DIRECTIONS - How would the post proposing a Necromancer as a Warlock glyph go on after its last sentence? Write the continuation.

I've been consistent on this for years. Necromancer = Warlock Glyph.
The archetypal Necromancer is a light armored, plague and disease wielding, undead raising
magic caster. DK is a melee fighter first, so it's not an appropriate substitute. DK is the Paladin to the Priest. It's much cleaner to just do a Warlock enhancement vs design a completely new class and mechanics or try to force a DK into becoming a caster.
First and foremost.... mechanics. Warlocks are mechanically inline with what a Necromancer is. Primarily a magic user, one who uses dark magic to raise undead, spread disease and rot their opponents with strong DoTs. You don't have to design a more spell focused spec for DK. You just reflavor the Warlock, and each spec becomes a specialized Necro:
Demonology - Demons =
Undead, and the spec becomes a Necromancer who focuses on controlling an undead army as his or her primary expertise.
Destruction - Fire =
Frost, destro would become the equivalent of a Lich, and let people explore a Kel'Thuzad-style Necromancer.
Affliction - Shadow/Void based DoTs =
Blood/Disease based DoTs, this is the DoT based Necromancer who would prefer to rot away opponents with disease and poison.
Shadowlands would be a perfect time to add something like this. I'll list out some examples of specific changes I think would happen, and these art assets already exist in game and many more options are being added in the upcoming expansion.

PROVIDED DATA -

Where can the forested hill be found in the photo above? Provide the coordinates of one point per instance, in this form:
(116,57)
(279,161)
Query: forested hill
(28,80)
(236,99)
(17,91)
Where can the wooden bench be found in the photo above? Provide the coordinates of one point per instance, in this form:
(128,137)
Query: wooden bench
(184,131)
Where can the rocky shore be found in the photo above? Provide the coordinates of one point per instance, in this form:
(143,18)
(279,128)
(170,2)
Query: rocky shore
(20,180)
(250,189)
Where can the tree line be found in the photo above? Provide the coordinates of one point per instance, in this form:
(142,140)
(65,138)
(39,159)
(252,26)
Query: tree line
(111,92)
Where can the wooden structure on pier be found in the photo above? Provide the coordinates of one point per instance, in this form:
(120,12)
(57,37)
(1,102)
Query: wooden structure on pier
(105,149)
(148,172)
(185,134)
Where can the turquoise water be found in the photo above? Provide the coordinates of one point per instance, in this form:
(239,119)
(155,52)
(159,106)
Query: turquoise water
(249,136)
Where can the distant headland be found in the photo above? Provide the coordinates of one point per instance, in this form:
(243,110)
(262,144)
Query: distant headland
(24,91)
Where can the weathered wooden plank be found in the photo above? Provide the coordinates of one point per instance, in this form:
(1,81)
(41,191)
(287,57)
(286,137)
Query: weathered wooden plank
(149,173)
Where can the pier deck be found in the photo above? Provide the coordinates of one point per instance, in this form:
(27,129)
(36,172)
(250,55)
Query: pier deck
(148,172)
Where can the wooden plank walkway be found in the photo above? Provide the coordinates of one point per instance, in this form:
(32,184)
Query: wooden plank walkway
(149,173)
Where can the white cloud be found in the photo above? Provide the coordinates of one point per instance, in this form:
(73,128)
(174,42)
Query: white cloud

TASK OUTPUT -
Your Demons will convert to Undead:
Voidwalker (tank) - Skeletal Warrior
Felhunter (interrupt/dispell) - Skeletal Assassin
Succubus (cc/invis) - Skeletal Archer
Felguard (AOE dps) - Abomination with radiating plague damage.
Grimoire of Supremacy can jack up all of those base models to use some of the really cool Shadowlands undead minions.
Void/Shadow magic and Fel/Fire magic becomes Blood and Frost:
Incinerate - Icy Bolt
Immolate - Deathchill
Cataclysm (Talent) - Death and Decay
Corruption - Plague
etc
Some things still fit just fine:
Drain Life / Soul
Life Tap
Ritual of Summoning
Curses
etc
My end argument is that I view a Necromancer as primarily a magic user. And I view Warlocks as a Mage who will use forbidden magics. I simply view Necromancer as a specific TYPE of Warlock. A single glyph that modifies the flavor of your spells basically completely fulfills the fantasy.